**INSTRUÇÕES**.
[1] Liste todas as leis e projetos de lei que o texto sobre embargos infringentes identifica por número e ano.
[2] Prossiga com o texto sobre embargos infringentes a partir do ponto em que ele termina.
*** TRECHO DO DOCUMENTO
Embargos infringentes e críticas infundadas
A lei 8.038/90 não derrogou o artigo 333, I, do RISTF, pois não há declaração expressa a respeito.
terça-feira, 25 de março de 2014
Atualizado em 24 de março de 2014 14:09
Tenho deparado críticas ao ilustre ministro Celso de Mello, em razão de voto na AP 470 pela admissibilidade de embargos infringentes pelo réu que, no STF, conte ao menos quatro votos em ação penal originária. Algumas, formuladas por ignorantes do Direito, mas outras, por quem deveria conhecê-lo, por dever de ofício. O que parece comum a tais críticos é o fato de, com toda certeza, não terem lido o voto que criticam, ou, não o terem compreendido, movidos talvez por razões emocionais, naquilo que se conhece como "dissonância cognitiva" (recusa de explicações racionais que implicam contestar as crenças estabelecidas da pessoa).
Tenho para mim que a viabilidade, em tese, dos aludidos embargos consubstancia conclusão de caráter matemático, a partir de premissas incontestáveis. O artigo 333, inciso I, do RISTF enseja a utilização dos embargos infringentes aos réus que contem um mínimo de quatro votos favoráveis. A teleologia da norma é perceptível ictu oculi: se, num universo de onze ministros, uma quatrinca vota em favor do réu, é sinal de que algo há cujo exame merece aprofundamento. Se, no processo civil, basta um voto a favor do sucumbente para que se admitam os infringentes (desde que o acórdão majoritário tenha reformado a decisão recorrida), com muito maior razão devem ser admitidos no campo penal, em que se encontra em jogo a liberdade das pessoas.
A norma do artigo 333, I, do RISTF, embora formalmente regimental, é materialmente legislativa, porquanto editada pelo STF no exercício do poder normativo primário a si conferido pelo art. 119, § 3º, alínea "c" da CF/69. É verdade que, com o advento da CF/88, essa atribuição normativa excepcional lhe foi retirada, porém não menos verdade é que a norma do art. 333, I, do RISTF foi recebida com força e eficácia de lei pela ordem constitucional de 1988, uma vez que editada pelo STF quando ainda dispunha de tal poder. Consequentemente, sua derrogação só poderia operar-se por lei formal do Congresso Nacional, que, todavia, não o fez até agora, apesar de ali haver tramitado o PL 4.070/98, de iniciativa do Poder Executivo, que o previra, mediante alteração do texto da lei 8.038/90, mas que foi expressamente rejeitado pelas duas Casas Legislativas. Em face disso, foi promulgada a lei 9.756/98, que "dispõe sobre o processamento de recursos no âmbito dos tribunais" sem alteração do art. 333, I, do RISTJ.
******
*** DADOS COLETADOS
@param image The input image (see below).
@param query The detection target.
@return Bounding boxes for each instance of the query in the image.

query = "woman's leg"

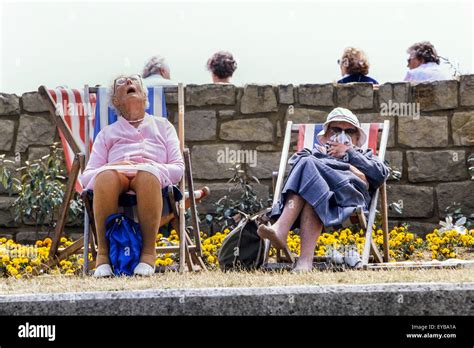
******
**RESPOSTAS POR TAREFA**.
[1]
- lei 8.038/90
- PL 4.070/98
- lei 9.756/98

[2]
Por sua vez, a lei 8.038/90, e que tem por objeto normas de direito processual no âmbito do STF e do STJ, não derrogou o artigo 333, I, do RISTF, pois não há declaração expressa a respeito, não regulou toda a matéria de que trata o RISTF no tocante à ação penal originária, e não é incompatível com a norma de seu art. 333, I. Derrogação, como sabido, só se verifica na ocorrência de uma dessas hipóteses, nos termos do disposto no art. 2º, § 1º, da lei de introdução às normas do Direito brasileiro (antiga lei de introdução ao Código Civil). Essa, a realidade jurídica no que tange à admissibilidade, em tese, dos embargos infringentes. Tentar fugir disso é, como se diz vulgarmente, "forçar a barra", com o devido respeito aos que pensam diversamente.
Não sou advogado do ministro Celso de Mello, o qual, aliás, não precisa de quem o defenda. Sua defesa, quanto ao episódio, resulta, ipso facto, do brilhante voto que proferiu, e que consubstancia verdadeira aula magna de Teoria Geral do Direito. Mas, embora ele não necessite de defesa, senti-me no dever de escrever estas notas, não propriamente em virtude da admiração que lhe tenho desde 1965, ou seja, há praticamente 50 anos, desde quando, ainda calouros como colegas de bancos acadêmicos na nossa Alma Mater, a querida Faculdade de Direito do Largo de São Francisco, já demonstrava um brilhantismo incomum, prenunciando as alturas a que iria chegar no mundo jurídico nacional, mas, acima de tudo, pelo fato de que minha alma de advogado é sensível às injustiças, ainda mais quando consistentes em críticas sem fundamento, feitas por quem não gostou, apesar de não ter lido ou, tendo-o feito, não compreendeu o objeto de sua crítica.
Não é imaginando que os juízes podem tudo, inclusive criar "direito", com desrespeito às leis do país, de modo a que se faça a "Justiça" que desejamos por a julgarmos necessária ou adequada a um determinado caso concreto, ou simplesmente para que se encurte o tempo dos processos, que, com isso, solucionaremos os grandes problemas do país. Em verdade, agindo desse modo apenas aprofundaremos o fosso entre nossos ideais e a realidade que, de fato, vai sendo construindo ao arrepio do Estado de Direito. Em última análise, a solução dos grandes problemas nacionais tem como ponto de partida inarredável o rigoroso respeito à ordem jurídica vigente, ainda que, à primeira vista, isso não se conforme à nossa opinião ou aos nossos desejos em determinados momentos.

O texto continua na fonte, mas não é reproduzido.